→ **Zadania do wykonania**
**A)** Wypisz pierwsze słowo każdego zdania z tekstu o uroczystościach w Gaju, zachowując ich kolejność.
**B)** Przytocz ponownie fragment tekstu o uroczystościach w Gaju: zacznij od słów „Uroczyste obchody poświęcenia”, a skończ na słowach „ludzi – pragnienia spotkań.”.

→ **Tekst źródłowy**

Piosenkarze z zadowoleniem przyjęli zaproszenie ks. Tadeusza Švedavičiusa na koncert rocznicowy do Gaju. Proboszcz osobiście zadbał o to, aby parafianie i goście, a zwłaszcza ta młodsza ich część, na żywo usłyszała ulubionych wykonawców. Artyści na własny koszt przyjechali do Gaju i za darmo sprawili święto ludziom!

Uroczyste obchody poświęcenia kaplicy w Gaju pokazały, jak ważne są miejsca święte w życiu ludzi. Zabytkowa kaplica, wraz z zawartymi w niej pamiątkami i relikwiami, stała się świadectwem także innego pragnienia ludzi – pragnienia spotkań.

Wiersze zbioru danych do wskazywania obiektów:
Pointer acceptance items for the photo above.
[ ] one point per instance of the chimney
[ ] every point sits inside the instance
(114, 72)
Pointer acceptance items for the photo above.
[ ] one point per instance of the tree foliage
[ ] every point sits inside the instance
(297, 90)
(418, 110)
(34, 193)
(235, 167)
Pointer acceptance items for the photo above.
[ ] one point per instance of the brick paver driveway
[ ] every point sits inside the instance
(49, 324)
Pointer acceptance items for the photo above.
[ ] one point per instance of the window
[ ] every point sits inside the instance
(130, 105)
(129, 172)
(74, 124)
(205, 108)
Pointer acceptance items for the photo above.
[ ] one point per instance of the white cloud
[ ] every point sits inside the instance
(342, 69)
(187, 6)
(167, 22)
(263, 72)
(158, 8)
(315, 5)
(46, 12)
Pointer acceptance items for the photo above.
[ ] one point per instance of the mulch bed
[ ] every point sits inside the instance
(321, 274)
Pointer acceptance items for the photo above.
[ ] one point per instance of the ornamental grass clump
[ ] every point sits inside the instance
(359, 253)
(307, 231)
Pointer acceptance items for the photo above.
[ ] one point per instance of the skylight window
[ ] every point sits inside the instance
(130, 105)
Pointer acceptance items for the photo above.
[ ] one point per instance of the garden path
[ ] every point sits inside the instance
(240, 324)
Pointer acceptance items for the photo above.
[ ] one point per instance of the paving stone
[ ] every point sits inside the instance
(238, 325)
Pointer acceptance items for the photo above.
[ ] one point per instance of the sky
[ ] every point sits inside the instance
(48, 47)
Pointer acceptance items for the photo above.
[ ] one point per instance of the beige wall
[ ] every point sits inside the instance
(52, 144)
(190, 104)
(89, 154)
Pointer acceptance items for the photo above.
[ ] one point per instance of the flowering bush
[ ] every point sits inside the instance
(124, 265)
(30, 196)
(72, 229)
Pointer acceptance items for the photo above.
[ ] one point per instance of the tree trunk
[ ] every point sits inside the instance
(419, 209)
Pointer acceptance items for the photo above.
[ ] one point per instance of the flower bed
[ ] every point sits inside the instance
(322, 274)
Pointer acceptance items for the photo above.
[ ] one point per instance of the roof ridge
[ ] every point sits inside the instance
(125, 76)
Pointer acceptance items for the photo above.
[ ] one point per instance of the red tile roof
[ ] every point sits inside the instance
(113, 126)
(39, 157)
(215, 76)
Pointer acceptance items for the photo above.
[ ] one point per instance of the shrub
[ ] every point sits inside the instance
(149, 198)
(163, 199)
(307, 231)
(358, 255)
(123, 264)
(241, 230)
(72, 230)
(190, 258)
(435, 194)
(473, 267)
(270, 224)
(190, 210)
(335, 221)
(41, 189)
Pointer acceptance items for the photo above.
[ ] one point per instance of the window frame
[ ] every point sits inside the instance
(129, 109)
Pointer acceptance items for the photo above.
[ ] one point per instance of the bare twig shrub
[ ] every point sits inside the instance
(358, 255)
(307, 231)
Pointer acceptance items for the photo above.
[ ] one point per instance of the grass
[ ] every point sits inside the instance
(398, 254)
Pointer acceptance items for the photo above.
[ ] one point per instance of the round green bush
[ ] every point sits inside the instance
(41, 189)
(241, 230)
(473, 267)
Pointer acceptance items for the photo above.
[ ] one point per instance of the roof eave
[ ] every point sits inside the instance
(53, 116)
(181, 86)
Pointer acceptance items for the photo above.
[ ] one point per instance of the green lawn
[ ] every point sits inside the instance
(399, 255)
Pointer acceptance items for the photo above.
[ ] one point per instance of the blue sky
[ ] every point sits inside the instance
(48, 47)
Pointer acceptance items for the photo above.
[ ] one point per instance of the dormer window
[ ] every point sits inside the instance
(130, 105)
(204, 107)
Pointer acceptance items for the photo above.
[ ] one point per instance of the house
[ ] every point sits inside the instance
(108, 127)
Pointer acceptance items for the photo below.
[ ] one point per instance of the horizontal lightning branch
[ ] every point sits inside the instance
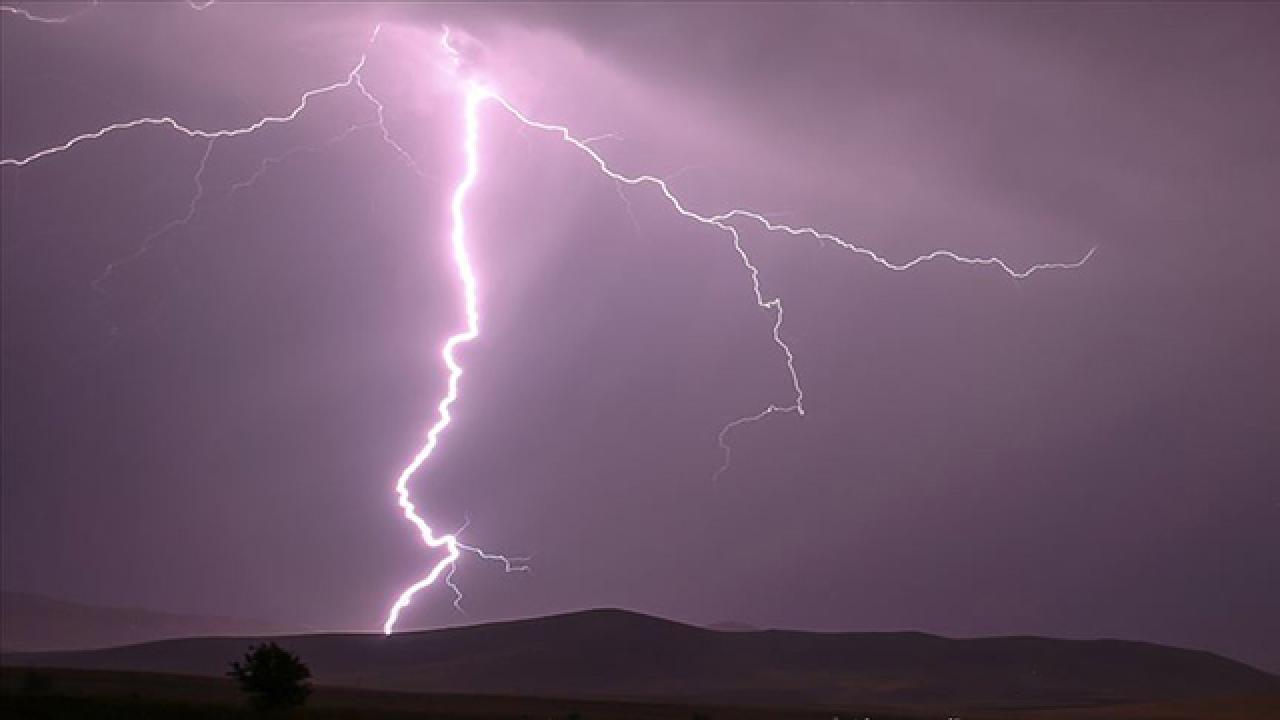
(474, 96)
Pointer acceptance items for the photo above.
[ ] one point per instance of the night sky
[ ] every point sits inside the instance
(218, 424)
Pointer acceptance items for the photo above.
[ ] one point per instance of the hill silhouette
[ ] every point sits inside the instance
(32, 623)
(613, 654)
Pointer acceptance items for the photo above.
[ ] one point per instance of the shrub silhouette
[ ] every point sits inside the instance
(273, 678)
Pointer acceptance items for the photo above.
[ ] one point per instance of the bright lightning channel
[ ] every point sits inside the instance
(475, 94)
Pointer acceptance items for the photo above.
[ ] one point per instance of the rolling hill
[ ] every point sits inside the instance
(613, 654)
(31, 623)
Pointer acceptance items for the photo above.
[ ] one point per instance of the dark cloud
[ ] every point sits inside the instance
(1078, 454)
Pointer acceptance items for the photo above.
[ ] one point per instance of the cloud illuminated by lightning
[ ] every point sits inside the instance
(474, 95)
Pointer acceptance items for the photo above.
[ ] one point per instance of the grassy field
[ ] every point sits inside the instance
(74, 695)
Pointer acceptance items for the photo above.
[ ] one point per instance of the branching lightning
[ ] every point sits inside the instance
(475, 94)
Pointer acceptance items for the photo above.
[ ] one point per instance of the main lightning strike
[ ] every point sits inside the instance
(475, 94)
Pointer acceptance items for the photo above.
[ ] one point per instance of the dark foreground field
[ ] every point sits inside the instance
(73, 695)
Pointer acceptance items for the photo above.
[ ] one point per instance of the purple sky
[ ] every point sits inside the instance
(1079, 454)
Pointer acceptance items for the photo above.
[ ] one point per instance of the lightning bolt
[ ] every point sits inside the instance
(474, 95)
(45, 19)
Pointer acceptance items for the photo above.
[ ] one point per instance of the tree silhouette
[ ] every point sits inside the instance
(272, 677)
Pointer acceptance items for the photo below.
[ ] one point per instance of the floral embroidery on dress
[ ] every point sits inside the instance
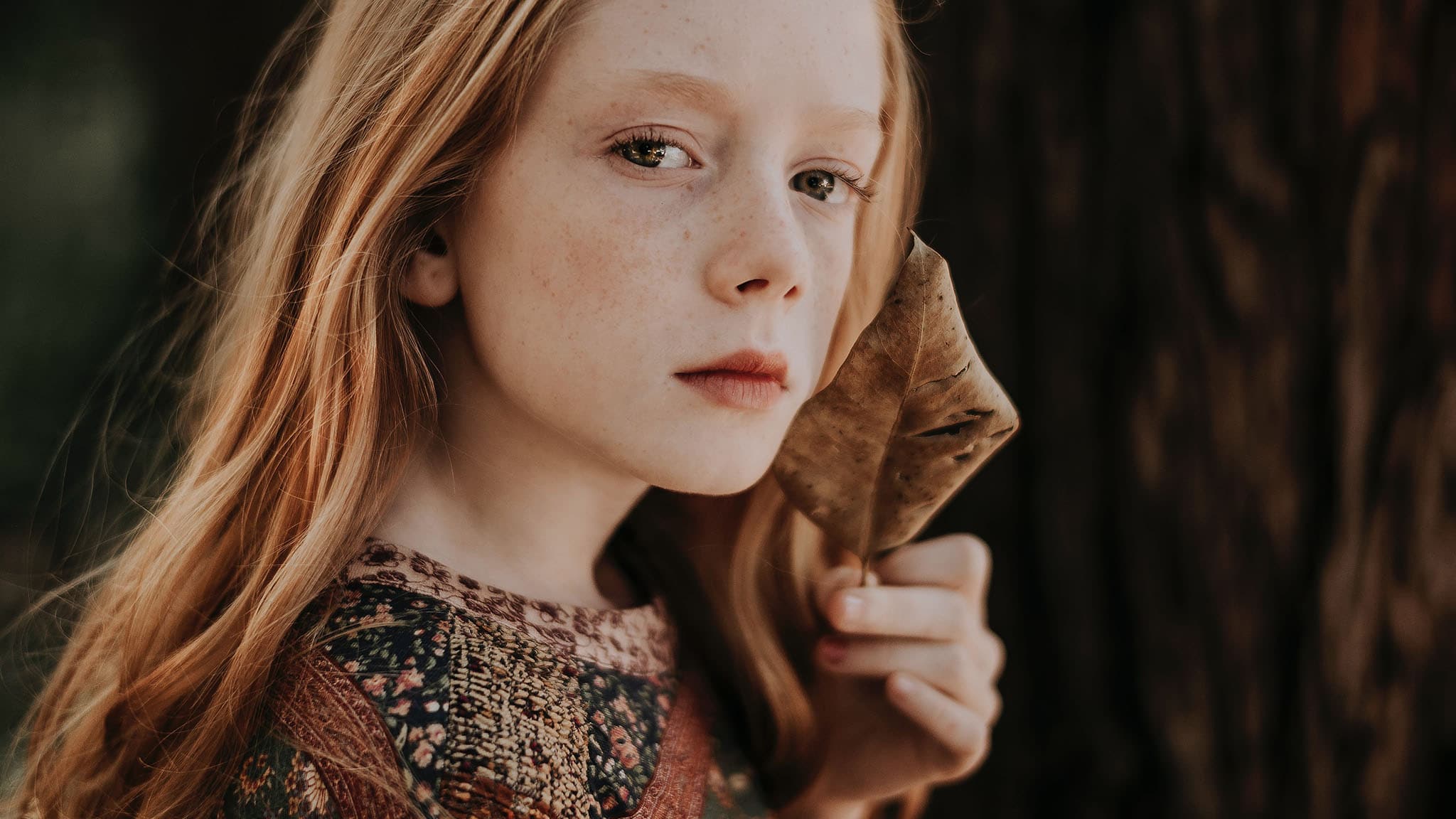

→ **Odpowiedzi po kolei**
**A)** Piosenkarze, Proboszcz, Artyści, Uroczyste, Zabytkowa

**B)**
Uroczyste obchody poświęcenia kaplicy w Gaju pokazały, jak ważne są miejsca święte w życiu ludzi. Zabytkowa kaplica, wraz z zawartymi w niej pamiątkami i relikwiami, stała się świadectwem także innego pragnienia ludzi – pragnienia spotkań.